__WHAT TO PRODUCE__:
In your reply, repeat every entry exactly and skip over each picture.

[Saved entries]

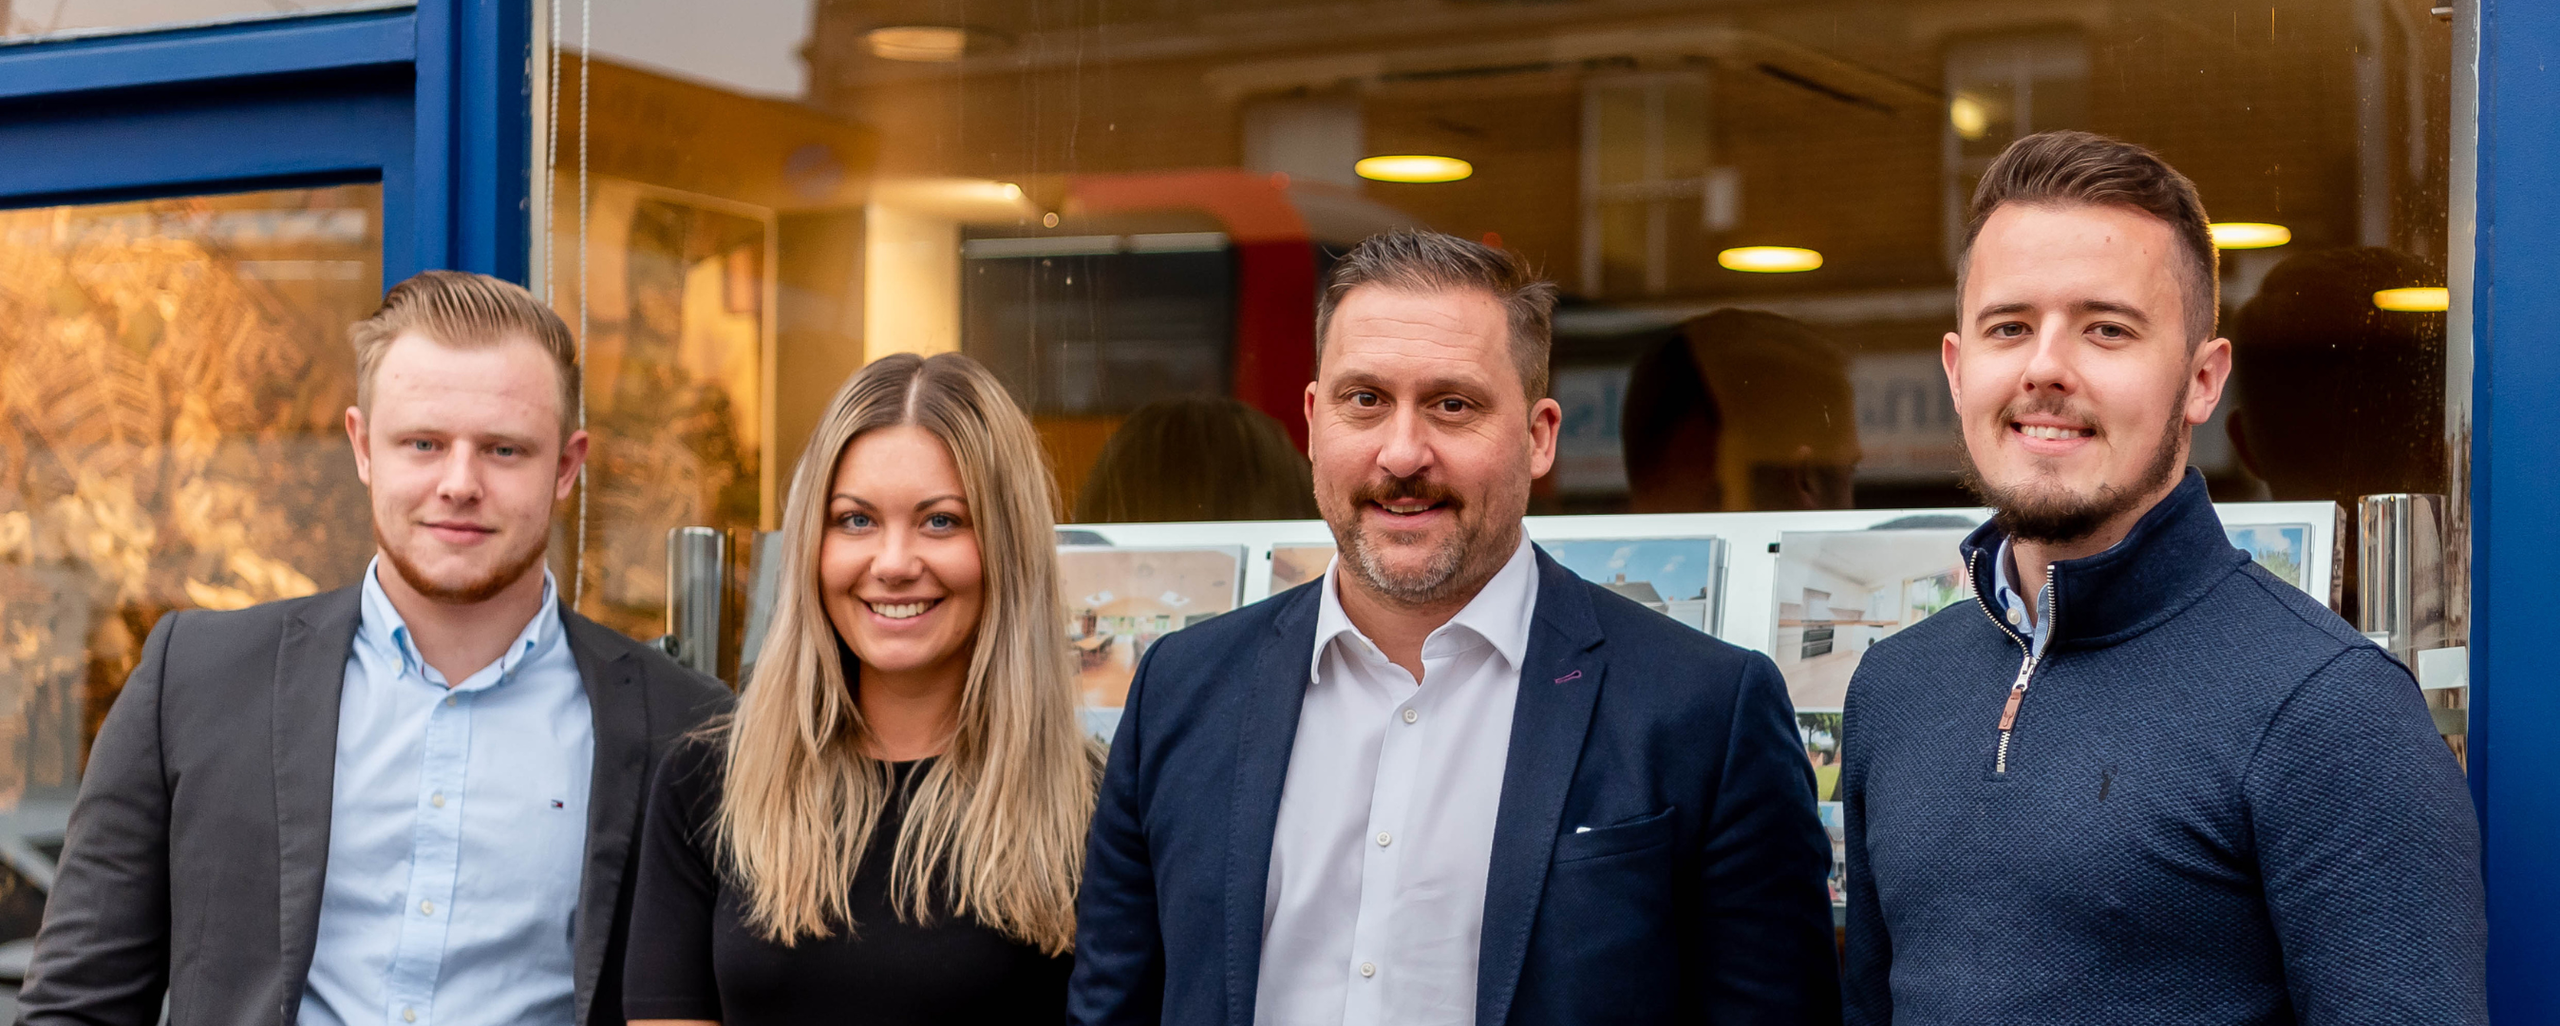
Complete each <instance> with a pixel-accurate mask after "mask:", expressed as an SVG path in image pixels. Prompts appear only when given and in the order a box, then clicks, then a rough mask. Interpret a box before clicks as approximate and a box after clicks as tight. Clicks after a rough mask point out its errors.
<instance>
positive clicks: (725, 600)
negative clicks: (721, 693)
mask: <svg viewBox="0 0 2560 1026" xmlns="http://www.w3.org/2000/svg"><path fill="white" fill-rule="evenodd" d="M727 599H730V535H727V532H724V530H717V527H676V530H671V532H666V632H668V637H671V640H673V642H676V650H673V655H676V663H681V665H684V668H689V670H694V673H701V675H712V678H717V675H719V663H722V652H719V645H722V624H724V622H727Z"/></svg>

__RESULT OF THIS TASK__:
Complete each <instance> with a pixel-accurate mask after "mask:", expressed as an SVG path in image pixels. Prompts appear only when given and in the order a box, then clicks, then a rough mask. Interpret a box before clicks as approximate and a box after clicks as tight. Clicks after a rough mask point out its errors.
<instance>
positive clicks: (725, 600)
negative clicks: (721, 693)
mask: <svg viewBox="0 0 2560 1026" xmlns="http://www.w3.org/2000/svg"><path fill="white" fill-rule="evenodd" d="M727 599H730V535H727V532H724V530H717V527H676V530H671V532H666V632H668V637H671V640H673V642H676V650H673V655H676V663H681V665H684V668H689V670H694V673H701V675H712V678H717V675H719V663H722V652H719V645H722V624H724V622H727Z"/></svg>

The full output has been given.